EXERCISE -> Every line of the data that includes "block" should be copied out.

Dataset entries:
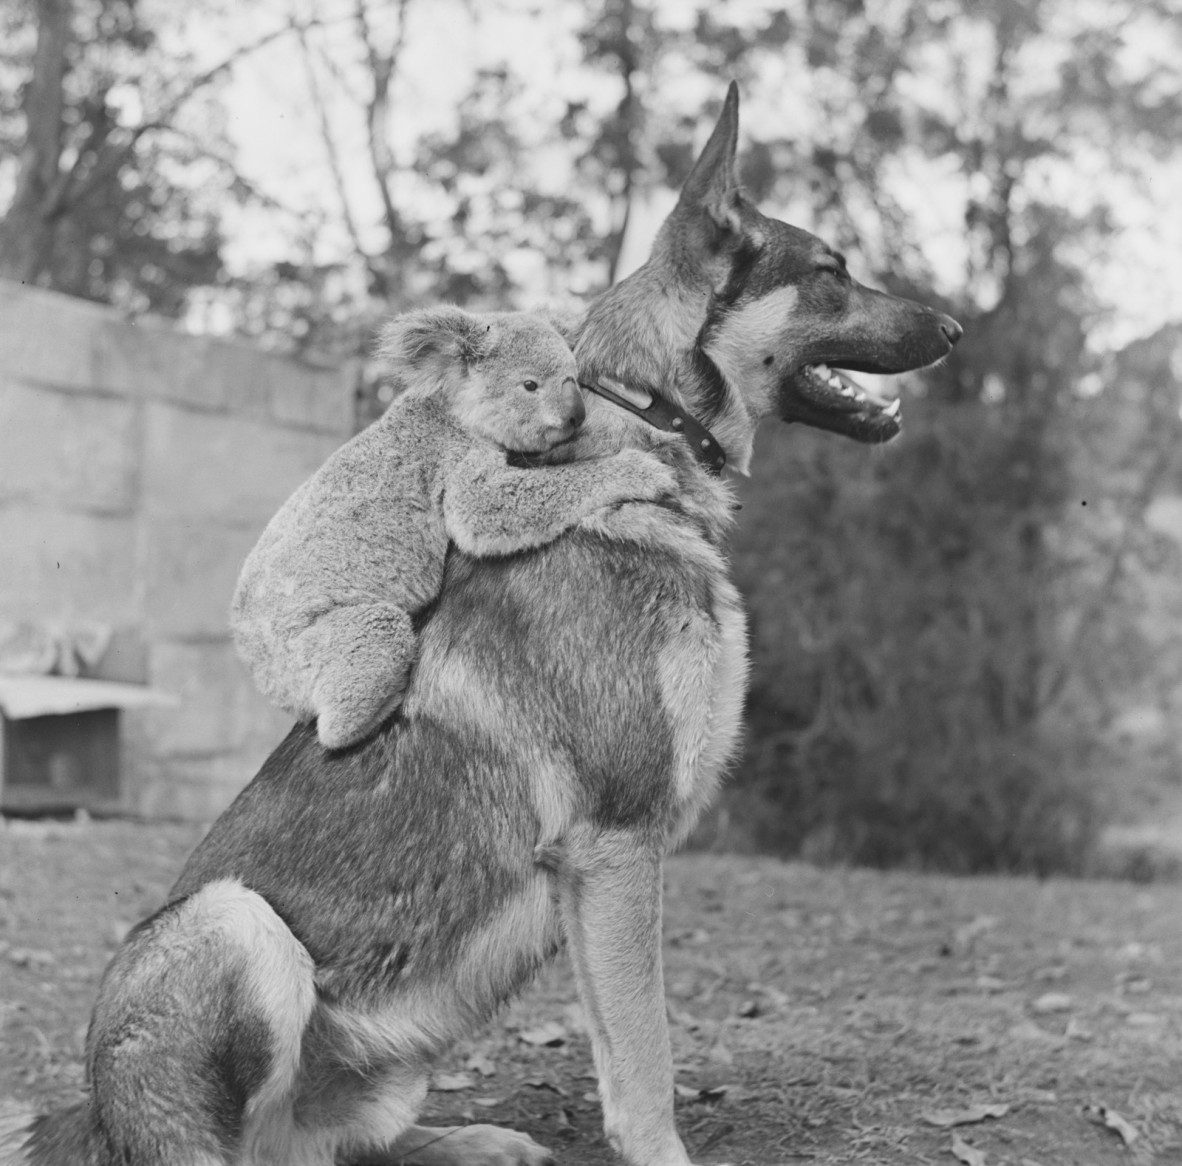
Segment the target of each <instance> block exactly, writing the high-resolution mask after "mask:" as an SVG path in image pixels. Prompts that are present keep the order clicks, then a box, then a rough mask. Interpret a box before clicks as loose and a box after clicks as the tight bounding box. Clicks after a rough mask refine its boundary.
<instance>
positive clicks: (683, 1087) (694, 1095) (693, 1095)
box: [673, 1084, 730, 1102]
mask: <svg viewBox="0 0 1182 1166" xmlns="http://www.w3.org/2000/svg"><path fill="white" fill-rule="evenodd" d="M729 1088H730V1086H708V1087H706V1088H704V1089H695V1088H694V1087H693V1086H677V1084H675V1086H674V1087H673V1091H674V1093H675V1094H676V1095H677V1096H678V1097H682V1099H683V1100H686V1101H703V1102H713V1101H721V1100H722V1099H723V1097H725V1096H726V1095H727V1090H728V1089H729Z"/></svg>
==
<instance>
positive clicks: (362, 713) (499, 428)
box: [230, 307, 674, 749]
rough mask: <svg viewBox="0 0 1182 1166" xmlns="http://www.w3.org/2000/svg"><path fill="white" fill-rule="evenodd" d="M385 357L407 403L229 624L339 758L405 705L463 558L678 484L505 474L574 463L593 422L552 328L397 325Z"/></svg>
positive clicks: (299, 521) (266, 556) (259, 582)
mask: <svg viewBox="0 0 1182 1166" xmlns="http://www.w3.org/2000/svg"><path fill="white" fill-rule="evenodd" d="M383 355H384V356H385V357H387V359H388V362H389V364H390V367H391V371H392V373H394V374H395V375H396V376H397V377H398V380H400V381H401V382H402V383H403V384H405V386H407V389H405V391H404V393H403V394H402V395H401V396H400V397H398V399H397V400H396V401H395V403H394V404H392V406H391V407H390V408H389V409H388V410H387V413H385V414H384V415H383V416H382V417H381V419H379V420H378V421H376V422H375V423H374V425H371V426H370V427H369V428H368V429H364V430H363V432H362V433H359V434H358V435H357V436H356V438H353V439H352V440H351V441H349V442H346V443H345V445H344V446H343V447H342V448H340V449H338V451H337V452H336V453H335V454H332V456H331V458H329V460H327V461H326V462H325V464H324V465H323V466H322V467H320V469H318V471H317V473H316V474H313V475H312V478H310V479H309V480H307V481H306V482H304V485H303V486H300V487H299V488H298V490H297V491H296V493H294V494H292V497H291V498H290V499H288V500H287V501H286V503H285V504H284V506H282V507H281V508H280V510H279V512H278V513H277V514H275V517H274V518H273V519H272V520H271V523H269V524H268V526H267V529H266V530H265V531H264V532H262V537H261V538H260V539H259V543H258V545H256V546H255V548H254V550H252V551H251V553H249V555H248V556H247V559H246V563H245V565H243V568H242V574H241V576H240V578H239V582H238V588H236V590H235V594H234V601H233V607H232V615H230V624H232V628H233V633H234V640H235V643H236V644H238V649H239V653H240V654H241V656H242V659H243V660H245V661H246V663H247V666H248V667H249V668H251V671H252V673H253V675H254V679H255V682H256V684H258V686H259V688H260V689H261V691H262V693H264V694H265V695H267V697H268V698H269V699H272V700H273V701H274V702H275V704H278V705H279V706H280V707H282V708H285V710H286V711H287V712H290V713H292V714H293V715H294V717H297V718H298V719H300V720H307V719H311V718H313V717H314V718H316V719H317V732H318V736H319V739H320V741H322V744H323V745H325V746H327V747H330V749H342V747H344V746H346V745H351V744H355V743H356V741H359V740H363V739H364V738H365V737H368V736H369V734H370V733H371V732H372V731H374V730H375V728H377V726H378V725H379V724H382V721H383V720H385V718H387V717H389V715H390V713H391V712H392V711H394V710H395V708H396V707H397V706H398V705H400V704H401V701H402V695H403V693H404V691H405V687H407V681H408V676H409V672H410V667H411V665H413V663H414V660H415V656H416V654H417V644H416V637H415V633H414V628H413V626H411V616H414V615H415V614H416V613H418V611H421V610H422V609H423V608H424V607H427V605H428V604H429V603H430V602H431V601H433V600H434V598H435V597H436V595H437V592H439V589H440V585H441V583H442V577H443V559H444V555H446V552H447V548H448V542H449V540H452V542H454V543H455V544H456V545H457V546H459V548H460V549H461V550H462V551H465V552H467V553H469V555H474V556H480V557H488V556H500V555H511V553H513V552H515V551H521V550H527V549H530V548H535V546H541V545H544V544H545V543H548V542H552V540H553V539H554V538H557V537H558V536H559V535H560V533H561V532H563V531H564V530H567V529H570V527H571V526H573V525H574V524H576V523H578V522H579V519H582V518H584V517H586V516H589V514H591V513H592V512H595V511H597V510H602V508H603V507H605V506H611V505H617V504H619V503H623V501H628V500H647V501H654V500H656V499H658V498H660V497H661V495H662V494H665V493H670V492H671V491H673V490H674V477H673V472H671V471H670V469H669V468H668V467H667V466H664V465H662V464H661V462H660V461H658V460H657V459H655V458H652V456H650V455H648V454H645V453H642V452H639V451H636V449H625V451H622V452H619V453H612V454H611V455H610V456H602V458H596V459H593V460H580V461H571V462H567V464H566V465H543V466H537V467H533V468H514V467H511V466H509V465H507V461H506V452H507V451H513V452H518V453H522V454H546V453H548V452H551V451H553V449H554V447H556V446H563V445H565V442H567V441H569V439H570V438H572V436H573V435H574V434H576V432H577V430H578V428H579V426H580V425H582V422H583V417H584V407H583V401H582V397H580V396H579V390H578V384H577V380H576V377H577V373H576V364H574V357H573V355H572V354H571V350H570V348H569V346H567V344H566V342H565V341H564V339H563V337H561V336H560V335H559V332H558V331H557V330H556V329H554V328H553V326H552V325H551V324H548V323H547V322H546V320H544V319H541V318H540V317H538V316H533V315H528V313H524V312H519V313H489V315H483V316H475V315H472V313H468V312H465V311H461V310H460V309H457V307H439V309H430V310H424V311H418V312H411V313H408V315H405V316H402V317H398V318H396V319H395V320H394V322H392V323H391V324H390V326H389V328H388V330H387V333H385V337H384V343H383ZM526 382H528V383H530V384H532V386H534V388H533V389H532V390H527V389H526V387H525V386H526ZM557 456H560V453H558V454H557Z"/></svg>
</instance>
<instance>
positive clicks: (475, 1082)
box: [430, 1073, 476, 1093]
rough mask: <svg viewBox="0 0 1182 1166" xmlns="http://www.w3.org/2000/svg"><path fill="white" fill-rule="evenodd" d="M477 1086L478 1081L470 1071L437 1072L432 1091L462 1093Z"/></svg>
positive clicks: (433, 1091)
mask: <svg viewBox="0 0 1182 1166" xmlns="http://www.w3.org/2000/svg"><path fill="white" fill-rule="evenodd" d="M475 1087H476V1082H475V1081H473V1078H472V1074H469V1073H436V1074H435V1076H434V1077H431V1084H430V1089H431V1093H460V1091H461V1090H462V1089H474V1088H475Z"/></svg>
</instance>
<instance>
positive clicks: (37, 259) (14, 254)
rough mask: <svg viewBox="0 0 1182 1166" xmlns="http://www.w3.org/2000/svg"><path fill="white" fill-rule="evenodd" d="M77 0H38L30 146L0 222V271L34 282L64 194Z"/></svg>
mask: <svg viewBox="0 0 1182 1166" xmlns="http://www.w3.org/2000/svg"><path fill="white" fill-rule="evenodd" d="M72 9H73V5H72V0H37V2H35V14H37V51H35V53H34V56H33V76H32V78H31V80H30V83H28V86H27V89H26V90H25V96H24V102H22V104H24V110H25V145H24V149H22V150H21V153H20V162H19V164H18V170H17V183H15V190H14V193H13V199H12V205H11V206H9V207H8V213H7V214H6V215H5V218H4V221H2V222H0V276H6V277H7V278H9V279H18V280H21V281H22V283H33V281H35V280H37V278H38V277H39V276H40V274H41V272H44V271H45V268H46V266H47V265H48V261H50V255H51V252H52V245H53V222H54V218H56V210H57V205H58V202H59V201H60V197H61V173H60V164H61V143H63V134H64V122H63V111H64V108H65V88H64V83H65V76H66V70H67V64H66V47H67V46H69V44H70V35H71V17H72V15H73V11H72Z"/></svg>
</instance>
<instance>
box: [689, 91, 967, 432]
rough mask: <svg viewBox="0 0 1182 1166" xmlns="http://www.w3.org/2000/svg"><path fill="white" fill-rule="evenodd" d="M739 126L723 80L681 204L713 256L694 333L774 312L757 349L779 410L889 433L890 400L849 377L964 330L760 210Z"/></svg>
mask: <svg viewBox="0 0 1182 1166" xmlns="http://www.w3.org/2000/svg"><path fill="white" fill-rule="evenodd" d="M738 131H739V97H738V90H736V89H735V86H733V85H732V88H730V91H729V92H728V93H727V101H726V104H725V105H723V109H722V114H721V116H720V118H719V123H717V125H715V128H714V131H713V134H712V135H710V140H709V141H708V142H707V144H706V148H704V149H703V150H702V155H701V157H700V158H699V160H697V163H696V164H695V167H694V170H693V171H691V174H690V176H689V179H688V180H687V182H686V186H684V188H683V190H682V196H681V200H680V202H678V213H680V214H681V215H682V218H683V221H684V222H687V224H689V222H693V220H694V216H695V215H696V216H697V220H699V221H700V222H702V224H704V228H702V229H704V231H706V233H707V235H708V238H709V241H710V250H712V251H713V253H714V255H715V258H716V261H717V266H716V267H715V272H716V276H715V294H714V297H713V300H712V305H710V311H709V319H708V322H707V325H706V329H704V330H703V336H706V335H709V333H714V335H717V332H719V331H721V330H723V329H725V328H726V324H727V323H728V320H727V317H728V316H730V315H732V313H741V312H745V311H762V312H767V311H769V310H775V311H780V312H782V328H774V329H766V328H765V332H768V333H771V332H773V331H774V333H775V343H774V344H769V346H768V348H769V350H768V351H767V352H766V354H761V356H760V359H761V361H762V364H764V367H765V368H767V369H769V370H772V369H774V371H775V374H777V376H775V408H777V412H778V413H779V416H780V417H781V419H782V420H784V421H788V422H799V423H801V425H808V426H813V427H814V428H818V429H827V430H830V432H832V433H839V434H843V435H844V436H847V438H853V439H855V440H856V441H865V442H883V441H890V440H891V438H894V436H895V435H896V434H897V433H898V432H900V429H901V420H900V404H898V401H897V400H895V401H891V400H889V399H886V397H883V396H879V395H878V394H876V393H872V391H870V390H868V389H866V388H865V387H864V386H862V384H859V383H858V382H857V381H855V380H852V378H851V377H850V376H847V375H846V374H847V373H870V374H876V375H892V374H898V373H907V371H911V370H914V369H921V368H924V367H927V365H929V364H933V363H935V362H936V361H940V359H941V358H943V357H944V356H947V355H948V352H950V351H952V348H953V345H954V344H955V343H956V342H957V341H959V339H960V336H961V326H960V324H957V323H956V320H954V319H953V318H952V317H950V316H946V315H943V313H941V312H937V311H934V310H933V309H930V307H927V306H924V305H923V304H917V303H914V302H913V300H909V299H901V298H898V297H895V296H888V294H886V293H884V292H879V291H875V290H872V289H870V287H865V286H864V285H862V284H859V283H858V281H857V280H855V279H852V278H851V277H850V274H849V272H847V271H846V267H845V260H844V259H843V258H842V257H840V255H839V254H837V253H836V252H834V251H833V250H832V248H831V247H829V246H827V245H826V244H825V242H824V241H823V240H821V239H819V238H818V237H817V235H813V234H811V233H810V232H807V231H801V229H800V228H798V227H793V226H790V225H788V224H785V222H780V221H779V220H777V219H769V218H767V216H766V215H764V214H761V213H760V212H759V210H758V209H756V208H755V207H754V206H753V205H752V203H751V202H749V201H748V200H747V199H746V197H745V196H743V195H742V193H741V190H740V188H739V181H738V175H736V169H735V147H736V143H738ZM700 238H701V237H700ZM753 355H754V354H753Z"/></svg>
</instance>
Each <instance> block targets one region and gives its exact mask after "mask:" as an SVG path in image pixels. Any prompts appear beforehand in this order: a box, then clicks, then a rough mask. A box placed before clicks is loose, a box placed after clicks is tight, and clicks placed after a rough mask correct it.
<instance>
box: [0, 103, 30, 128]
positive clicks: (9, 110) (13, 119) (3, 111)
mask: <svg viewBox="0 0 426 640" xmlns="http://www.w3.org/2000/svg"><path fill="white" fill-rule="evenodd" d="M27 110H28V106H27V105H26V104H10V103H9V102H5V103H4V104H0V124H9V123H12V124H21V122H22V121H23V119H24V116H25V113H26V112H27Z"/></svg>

ANSWER FOR THE TASK ->
Segment the target of each <instance> block exactly, writing the high-resolution mask after "mask:" as an SVG path in image pixels. Prompts that are present keep the order clicks, then a box, then a rough mask. Interpret a box before clicks as loose and a box after clicks as the tight bounding box. Clicks after a rough mask refine its boundary.
Each <instance> block targets one region and gives its exact mask after "mask:" as an SVG path in image pixels. Any prompts appear beforehand in this order: a box, then clicks, then a rough mask. A box placed before clicks is loose, a box placed after clicks is tight, and clicks placed after a rough mask correct it.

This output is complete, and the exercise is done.